WORK TASK - Word for word, repeat everything in the records below except the pictures.
= Beginning of Section =
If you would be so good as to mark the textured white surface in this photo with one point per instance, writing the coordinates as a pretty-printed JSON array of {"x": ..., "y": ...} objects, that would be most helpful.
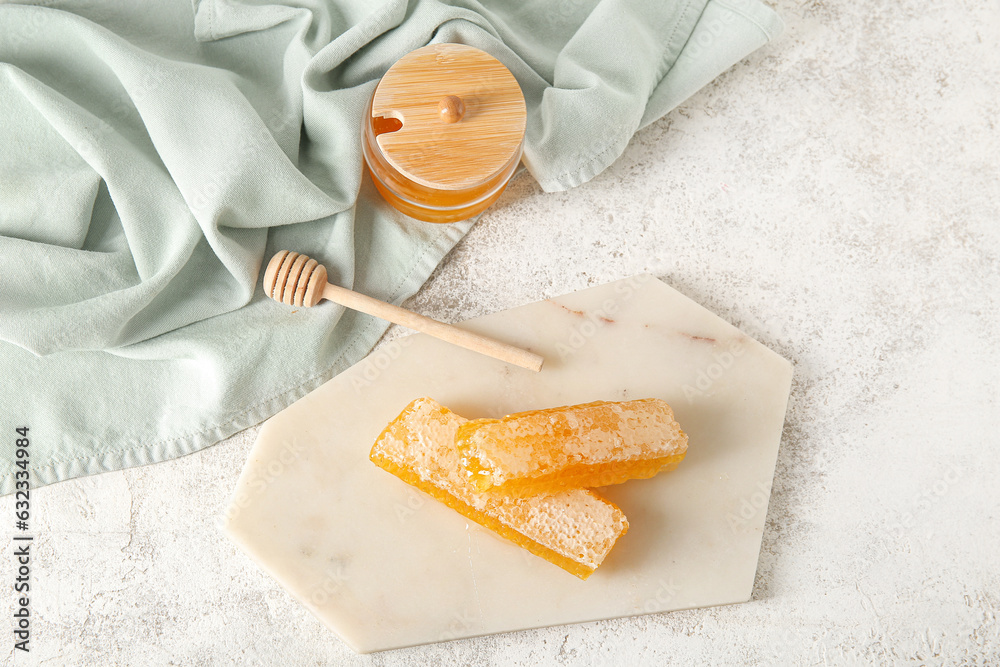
[
  {"x": 387, "y": 567},
  {"x": 836, "y": 197}
]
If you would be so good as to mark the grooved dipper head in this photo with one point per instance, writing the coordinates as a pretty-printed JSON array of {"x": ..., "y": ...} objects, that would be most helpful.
[{"x": 294, "y": 279}]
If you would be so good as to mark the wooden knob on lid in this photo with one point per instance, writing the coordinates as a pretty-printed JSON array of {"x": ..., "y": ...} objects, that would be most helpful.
[
  {"x": 451, "y": 108},
  {"x": 429, "y": 91}
]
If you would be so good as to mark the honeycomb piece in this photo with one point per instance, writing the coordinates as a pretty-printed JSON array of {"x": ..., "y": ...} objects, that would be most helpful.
[
  {"x": 574, "y": 529},
  {"x": 594, "y": 444}
]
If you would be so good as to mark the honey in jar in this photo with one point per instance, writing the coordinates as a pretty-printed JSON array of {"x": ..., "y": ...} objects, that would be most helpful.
[{"x": 444, "y": 132}]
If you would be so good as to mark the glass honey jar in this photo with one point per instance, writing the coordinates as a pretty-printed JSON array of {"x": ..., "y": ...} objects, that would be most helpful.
[{"x": 444, "y": 132}]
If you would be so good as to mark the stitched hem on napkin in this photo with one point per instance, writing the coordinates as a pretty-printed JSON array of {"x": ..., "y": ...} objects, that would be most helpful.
[{"x": 139, "y": 454}]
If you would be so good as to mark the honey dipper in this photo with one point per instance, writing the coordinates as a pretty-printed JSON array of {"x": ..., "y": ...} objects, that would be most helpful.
[{"x": 297, "y": 280}]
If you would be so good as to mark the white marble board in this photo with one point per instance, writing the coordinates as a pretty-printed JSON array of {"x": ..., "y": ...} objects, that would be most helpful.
[{"x": 385, "y": 566}]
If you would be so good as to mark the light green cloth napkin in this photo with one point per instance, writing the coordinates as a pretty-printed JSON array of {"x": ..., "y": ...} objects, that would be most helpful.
[{"x": 153, "y": 155}]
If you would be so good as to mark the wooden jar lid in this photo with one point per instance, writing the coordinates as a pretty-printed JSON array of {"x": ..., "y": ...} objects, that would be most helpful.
[{"x": 462, "y": 116}]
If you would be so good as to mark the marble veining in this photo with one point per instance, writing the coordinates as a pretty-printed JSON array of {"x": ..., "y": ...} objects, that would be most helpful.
[{"x": 407, "y": 567}]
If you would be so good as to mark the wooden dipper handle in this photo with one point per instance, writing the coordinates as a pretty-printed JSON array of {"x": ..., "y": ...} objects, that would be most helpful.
[{"x": 299, "y": 281}]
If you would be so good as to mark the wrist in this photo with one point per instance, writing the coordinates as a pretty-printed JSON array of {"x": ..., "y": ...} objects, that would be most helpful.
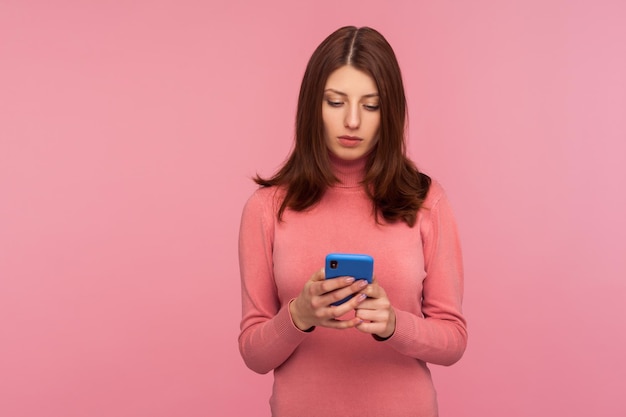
[{"x": 295, "y": 318}]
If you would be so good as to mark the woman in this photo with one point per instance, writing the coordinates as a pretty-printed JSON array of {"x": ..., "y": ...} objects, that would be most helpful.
[{"x": 348, "y": 186}]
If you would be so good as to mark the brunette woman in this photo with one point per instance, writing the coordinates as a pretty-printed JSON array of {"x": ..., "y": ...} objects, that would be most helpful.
[{"x": 348, "y": 186}]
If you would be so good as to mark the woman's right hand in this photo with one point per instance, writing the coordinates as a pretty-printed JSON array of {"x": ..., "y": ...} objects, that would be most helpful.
[{"x": 313, "y": 307}]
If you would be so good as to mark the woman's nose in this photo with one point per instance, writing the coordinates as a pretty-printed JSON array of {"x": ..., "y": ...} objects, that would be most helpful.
[{"x": 353, "y": 118}]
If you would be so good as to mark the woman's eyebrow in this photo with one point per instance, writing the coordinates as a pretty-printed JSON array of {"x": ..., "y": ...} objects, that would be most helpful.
[{"x": 345, "y": 95}]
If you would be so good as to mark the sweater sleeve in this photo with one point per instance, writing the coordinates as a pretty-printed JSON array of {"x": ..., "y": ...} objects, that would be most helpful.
[
  {"x": 268, "y": 336},
  {"x": 439, "y": 336}
]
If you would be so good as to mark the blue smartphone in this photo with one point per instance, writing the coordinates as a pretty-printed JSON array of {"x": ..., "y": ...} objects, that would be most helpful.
[{"x": 349, "y": 265}]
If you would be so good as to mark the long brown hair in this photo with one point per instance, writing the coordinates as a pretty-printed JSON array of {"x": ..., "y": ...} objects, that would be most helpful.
[{"x": 393, "y": 183}]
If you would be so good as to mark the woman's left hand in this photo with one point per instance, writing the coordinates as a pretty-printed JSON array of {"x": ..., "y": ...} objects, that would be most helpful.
[{"x": 378, "y": 316}]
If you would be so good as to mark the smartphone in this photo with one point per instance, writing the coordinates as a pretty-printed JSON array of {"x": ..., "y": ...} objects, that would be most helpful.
[{"x": 349, "y": 265}]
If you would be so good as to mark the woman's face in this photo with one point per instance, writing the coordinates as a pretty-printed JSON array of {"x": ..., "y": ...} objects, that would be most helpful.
[{"x": 350, "y": 112}]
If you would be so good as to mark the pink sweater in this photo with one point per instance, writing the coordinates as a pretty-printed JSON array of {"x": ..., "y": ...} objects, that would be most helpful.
[{"x": 330, "y": 372}]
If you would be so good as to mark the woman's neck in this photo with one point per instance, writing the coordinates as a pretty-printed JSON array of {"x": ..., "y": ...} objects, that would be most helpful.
[{"x": 350, "y": 173}]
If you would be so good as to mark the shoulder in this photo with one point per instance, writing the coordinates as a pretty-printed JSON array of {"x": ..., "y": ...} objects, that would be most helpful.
[{"x": 435, "y": 209}]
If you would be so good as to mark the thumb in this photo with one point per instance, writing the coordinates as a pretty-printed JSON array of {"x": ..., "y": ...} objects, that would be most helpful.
[{"x": 319, "y": 275}]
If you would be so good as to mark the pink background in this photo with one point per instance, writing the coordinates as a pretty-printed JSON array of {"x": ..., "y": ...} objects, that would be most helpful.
[{"x": 129, "y": 131}]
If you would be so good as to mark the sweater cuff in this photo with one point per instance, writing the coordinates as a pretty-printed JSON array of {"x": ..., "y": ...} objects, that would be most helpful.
[
  {"x": 287, "y": 307},
  {"x": 404, "y": 336}
]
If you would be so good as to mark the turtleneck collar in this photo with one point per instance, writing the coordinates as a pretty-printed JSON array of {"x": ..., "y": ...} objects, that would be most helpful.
[{"x": 349, "y": 173}]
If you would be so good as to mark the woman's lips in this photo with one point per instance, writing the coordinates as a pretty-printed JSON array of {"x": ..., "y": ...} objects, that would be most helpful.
[{"x": 349, "y": 141}]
= End of Section =
EXERCISE RESULT -
If you would be so good as to mark the textured white surface in this photo with one point per instance, writing the coordinates as a pretty-printed JSON array of {"x": ..., "y": ...} objects, that would be most helpful.
[
  {"x": 387, "y": 567},
  {"x": 836, "y": 197}
]
If you would be so good as to mark the grooved dipper head in this photo with one point per instance, writing the coordinates as a pretty-printed JSON array of {"x": ..., "y": ...} objects, that would be most helpful.
[{"x": 294, "y": 279}]
If you would be so good as to mark the wooden knob on lid in this photo with one point per instance, writing the coordinates as a pretty-printed JSON array of {"x": ..., "y": ...} objects, that would be most helpful.
[
  {"x": 451, "y": 108},
  {"x": 429, "y": 91}
]
If you would be so good as to mark the honeycomb piece in this photo with one point per instance, writing the coordinates as a pretty-printed JSON array of {"x": ..., "y": ...} objects, that would be most helpful.
[
  {"x": 574, "y": 529},
  {"x": 594, "y": 444}
]
If you would be so good as to mark the honey in jar in this photo with one point per instance, writing the coordinates as a pretty-printed JSON array of {"x": ..., "y": ...} objects, that would be most helpful.
[{"x": 444, "y": 132}]
If you would be so good as to mark the glass honey jar in this photo with one point per instance, writing the coordinates as a pretty-printed JSON array of {"x": ..., "y": ...} objects, that would be most helpful.
[{"x": 444, "y": 132}]
If you would be so good as to mark the stitched hem on napkin in this photo with one point per instance, writing the coordinates as a pretty-printed JSON array of {"x": ..., "y": ...} objects, that would be most helpful.
[{"x": 139, "y": 454}]
If you would be so good as to mark the honey dipper in this photo with one point per instance, writing the coordinates as a pretty-printed JSON array of {"x": ..., "y": ...} objects, that would be most helpful.
[{"x": 297, "y": 280}]
If you would be so good as to mark the white marble board in this photo with one point per instance, writing the coordinates as a pretty-printed JSON array of {"x": ..., "y": ...} objects, that would be most helpful.
[{"x": 385, "y": 566}]
If you would be so good as to mark the light green cloth napkin in this photo with one point per instance, writing the coordinates as a pretty-printed JSON array of {"x": ..., "y": ...} objects, that would be most helpful.
[{"x": 153, "y": 155}]
If you would be so good as to mark the wooden jar lid in this photo with one point per instance, writing the coordinates as a pretty-printed JSON array of {"x": ..., "y": ...} objects, that would be most helpful.
[{"x": 462, "y": 116}]
If you would be so good as to mark the marble veining in this photo with one point per instance, writing the coordinates as a pretty-printed JSON array of {"x": ..., "y": ...} objects, that would be most helpful.
[{"x": 407, "y": 567}]
If you would be so good as to mark the wooden dipper handle in this photo with one point per instance, writing the coordinates as a pretty-printed JSON array of {"x": ..., "y": ...} objects, that would be most helpful.
[{"x": 299, "y": 281}]
If you would be so good as to mark the wrist in this photo with one point per instance, writing the coordinates as a pretty-printed JSON array of {"x": ..., "y": ...} objects, that would be most helpful.
[{"x": 295, "y": 318}]
If you would be so good as to mark the woman in this photo with one point per instance, writing the coordinates as a pretty-printed JSON array of {"x": ..., "y": ...} objects, that would be most helpful.
[{"x": 348, "y": 186}]
If you would be so good as to mark the brunette woman in this photo with one point per instance, writing the coordinates as a pretty-printed JSON array of {"x": ..., "y": ...} objects, that would be most helpful.
[{"x": 348, "y": 186}]
If you would be so good as to mark the woman's right hand in this photo with one point per instance, writing the coordinates as a pretty-printed JSON array of {"x": ..., "y": ...} objects, that would be most helpful.
[{"x": 313, "y": 307}]
If you would be so good as to mark the woman's nose in this photo with one point per instance, writing the coordinates as a pretty-printed JSON array of {"x": ..., "y": ...} objects, that would be most helpful.
[{"x": 353, "y": 118}]
If you would be so good as to mark the woman's eyebrow in this photo with one point per instance, writing the coordinates as a pretty-printed JSON array of {"x": ..., "y": ...} objects, that would be most helpful.
[{"x": 345, "y": 95}]
If you would be so good as to mark the sweater sleeve in this photo with one point per instance, writing the coordinates as a pretty-printed JSON array of {"x": ..., "y": ...} objects, that would be most helpful.
[
  {"x": 268, "y": 336},
  {"x": 439, "y": 336}
]
If you would be so good as to mark the blue smartphone in this photo with one point per instance, writing the coordinates as a pretty-printed JSON array of {"x": ..., "y": ...} objects, that would be most helpful.
[{"x": 349, "y": 265}]
If you would be so good as to mark the long brown hair in this photo with one point per instance, writing the coordinates as a pretty-printed JSON array of {"x": ..., "y": ...} objects, that would be most helpful.
[{"x": 393, "y": 183}]
If you would be so good as to mark the woman's left hand in this photo with one point per instance, writing the coordinates as a pretty-printed JSON array of {"x": ..., "y": ...} objects, that would be most helpful.
[{"x": 378, "y": 316}]
If you would be so good as to mark the smartphone in this photo with one point per instance, writing the coordinates as a pretty-printed JSON array of {"x": ..., "y": ...} objects, that would be most helpful.
[{"x": 349, "y": 265}]
If you would be so good as to mark the woman's face in this photo with one point per instance, writing the coordinates as a pretty-printed JSON array of {"x": ..., "y": ...} objects, that would be most helpful.
[{"x": 350, "y": 112}]
If you would be so good as to mark the pink sweater in this photo with one point per instance, writing the coordinates as a pretty-printed JSON array of {"x": ..., "y": ...} objects, that would be most helpful.
[{"x": 330, "y": 372}]
If you would be so good as to mark the woman's neck in this photo with one point per instance, writing the coordinates as a pretty-printed JSON array of {"x": ..., "y": ...} objects, that would be most helpful.
[{"x": 350, "y": 173}]
If you would be so good as to mark the shoulder in this photo with one point per instance, writing the coordinates as a pretty-printed JSON array of {"x": ..., "y": ...} objects, that would be most helpful.
[{"x": 435, "y": 209}]
If you would be so good as to mark the thumb in this photo with one point per instance, writing the coordinates as a pretty-printed JSON array of {"x": ..., "y": ...} objects, that would be most helpful.
[{"x": 319, "y": 275}]
If you would be so good as to mark the pink background in this photo with one point per instance, writing the coordinates as a pretty-printed JSON array of {"x": ..., "y": ...} objects, that would be most helpful.
[{"x": 129, "y": 131}]
If you would be so good as to mark the sweater cuff in this photo with one point per instance, writing the coordinates as a pretty-printed JSON array of {"x": ..., "y": ...} objects, that would be most helpful.
[
  {"x": 287, "y": 307},
  {"x": 404, "y": 336}
]
If you would be so good as to mark the turtleneck collar in this photo with one point per instance, writing the coordinates as a pretty-printed JSON array of {"x": ..., "y": ...} objects, that would be most helpful.
[{"x": 349, "y": 173}]
If you would be so good as to mark the woman's lips in this photo with one point per instance, writing the coordinates as a pretty-printed JSON array of {"x": ..., "y": ...} objects, that would be most helpful.
[{"x": 349, "y": 141}]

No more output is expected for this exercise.